◆ **EXERCISES TO COMPLETE**:
1. Answer these from the forum thread about writing program notes:
(a) What does the first poster ask for help with?
(b) Which diploma does the reply suggest looking at?
(c) What does the linked PDF give detailed help on?
2. Continue the forum thread about writing program notes from its last line.

◆ **EXCERPT PROVIDED**:
※ ※ ※
# Writing Programme Notes



## Phoenix (Apr 7, 2015)

Hi all. I am new to this forum. I was wondering if anyone could help me out with programme notes writing? Cheers.


----------



## Taggart (Feb 14, 2013)

Um? What exactly do you want them for? That would be a good start.

One place to look would be the ABRSM diploma - the link is to a pdf with detailed help on writing and researching programme notes and the audience you should be addressing. Obviously the mark scheme is their own but does give guidance on what are "good" programme notes.


----------



## GGluek (Dec 11, 2011)
※ ※ ※
◆ **DATA SECTION**:
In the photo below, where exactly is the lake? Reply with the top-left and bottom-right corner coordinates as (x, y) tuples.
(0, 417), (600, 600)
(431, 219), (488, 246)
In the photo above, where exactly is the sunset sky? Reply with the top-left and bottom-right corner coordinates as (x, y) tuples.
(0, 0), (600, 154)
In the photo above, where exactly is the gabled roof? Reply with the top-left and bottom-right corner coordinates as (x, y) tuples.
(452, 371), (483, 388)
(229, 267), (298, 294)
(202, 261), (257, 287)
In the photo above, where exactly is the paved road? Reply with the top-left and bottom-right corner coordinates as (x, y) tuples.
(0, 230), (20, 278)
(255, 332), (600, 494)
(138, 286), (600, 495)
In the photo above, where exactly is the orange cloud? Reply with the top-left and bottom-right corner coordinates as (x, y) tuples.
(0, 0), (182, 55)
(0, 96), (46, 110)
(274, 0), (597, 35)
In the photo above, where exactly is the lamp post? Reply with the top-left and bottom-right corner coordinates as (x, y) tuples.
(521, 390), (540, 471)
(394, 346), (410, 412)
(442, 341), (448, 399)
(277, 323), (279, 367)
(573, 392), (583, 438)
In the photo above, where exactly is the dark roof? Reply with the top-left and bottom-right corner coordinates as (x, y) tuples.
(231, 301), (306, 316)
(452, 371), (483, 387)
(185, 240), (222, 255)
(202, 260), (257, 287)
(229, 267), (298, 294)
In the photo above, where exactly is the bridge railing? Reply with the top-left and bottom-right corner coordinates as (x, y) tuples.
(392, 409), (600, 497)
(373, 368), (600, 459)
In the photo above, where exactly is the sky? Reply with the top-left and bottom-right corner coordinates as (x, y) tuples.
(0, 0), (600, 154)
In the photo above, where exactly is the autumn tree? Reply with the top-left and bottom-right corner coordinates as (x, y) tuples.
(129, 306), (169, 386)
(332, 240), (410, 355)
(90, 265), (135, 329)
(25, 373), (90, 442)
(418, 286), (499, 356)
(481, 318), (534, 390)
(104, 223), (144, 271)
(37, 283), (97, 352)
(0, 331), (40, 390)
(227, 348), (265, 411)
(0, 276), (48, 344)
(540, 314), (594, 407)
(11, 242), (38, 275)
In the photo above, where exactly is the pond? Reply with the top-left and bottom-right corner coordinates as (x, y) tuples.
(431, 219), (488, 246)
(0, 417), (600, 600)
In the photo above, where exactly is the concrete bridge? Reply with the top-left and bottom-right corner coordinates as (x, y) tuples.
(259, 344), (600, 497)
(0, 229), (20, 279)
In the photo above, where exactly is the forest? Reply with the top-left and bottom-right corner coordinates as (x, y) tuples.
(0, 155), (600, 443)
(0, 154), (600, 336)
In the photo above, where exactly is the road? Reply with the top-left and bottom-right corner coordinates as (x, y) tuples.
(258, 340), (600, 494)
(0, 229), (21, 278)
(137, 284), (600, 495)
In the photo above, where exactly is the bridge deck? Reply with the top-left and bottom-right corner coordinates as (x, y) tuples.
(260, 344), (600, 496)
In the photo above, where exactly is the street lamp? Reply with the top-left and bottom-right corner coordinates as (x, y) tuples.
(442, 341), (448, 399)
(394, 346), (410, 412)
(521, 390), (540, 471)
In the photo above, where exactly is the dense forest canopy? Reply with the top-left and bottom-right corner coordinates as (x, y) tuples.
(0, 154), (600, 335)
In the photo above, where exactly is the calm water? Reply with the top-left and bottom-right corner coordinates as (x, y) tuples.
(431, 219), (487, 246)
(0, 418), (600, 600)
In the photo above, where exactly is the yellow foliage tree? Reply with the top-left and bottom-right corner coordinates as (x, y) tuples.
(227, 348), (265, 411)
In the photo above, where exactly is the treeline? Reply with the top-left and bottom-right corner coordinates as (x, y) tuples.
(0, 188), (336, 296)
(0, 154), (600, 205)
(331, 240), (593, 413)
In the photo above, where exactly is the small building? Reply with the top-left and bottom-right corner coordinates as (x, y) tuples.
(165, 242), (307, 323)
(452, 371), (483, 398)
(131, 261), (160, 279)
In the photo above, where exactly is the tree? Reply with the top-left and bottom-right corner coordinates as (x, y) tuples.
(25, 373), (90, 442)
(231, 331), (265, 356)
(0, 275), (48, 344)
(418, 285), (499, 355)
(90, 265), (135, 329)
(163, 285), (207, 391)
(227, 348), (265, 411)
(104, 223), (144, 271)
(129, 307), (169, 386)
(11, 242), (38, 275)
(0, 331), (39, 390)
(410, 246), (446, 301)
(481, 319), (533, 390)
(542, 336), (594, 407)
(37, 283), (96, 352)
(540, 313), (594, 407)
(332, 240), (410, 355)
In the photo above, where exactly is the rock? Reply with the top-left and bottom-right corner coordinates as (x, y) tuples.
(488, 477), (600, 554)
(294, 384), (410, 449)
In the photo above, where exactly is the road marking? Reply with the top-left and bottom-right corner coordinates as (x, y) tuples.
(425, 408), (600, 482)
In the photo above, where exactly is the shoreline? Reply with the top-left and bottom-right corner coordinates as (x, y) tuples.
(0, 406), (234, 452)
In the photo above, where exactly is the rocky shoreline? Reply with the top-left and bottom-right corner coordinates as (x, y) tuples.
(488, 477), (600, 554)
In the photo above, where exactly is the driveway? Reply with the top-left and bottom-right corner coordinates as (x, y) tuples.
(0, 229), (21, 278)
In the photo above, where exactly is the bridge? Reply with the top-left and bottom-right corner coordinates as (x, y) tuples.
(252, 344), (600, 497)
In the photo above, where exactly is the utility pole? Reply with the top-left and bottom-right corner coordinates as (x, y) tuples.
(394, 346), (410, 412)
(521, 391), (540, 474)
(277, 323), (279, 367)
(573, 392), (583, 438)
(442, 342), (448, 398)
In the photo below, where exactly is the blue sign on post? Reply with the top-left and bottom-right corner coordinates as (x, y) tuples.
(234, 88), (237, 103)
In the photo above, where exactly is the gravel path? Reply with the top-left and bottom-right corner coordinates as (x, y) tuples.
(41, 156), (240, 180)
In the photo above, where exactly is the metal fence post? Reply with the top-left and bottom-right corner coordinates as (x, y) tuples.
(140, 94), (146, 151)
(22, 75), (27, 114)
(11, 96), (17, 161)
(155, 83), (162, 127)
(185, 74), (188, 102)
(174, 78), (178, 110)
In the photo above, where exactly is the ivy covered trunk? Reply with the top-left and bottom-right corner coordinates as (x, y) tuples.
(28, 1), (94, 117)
※ ※ ※
◆ **EXPECTED RESULTS**:
1.
(a) Writing program notes.
(b) The ABRSM diploma.
(c) Writing and researching program notes, and the audience they should address.

2.
Many years ago, I wrote notes for concerts in a collegiate setting. Most of the nitty gritty involved style issues -- how to deal correctly and consistently with titles, opus and concordance numbers, movement markings, composers names and dates, soloists, etc. The notes themselves (usually short - 100-200 words) presumed some knowledge of the composer and the work in question (including looking at the score and listening where possible if you didn't already "know" the piece.) The trick is to be informative, interesting, not to lose the casual audience member while not insulting the musically knowledgeable. Just remember not to try to fake it (the whole audience is in a position to catch you out) and, as Michael Steinberg wrote, the purpose of the annotator is to be "counsel for the defense" (i.e., don't trash the work).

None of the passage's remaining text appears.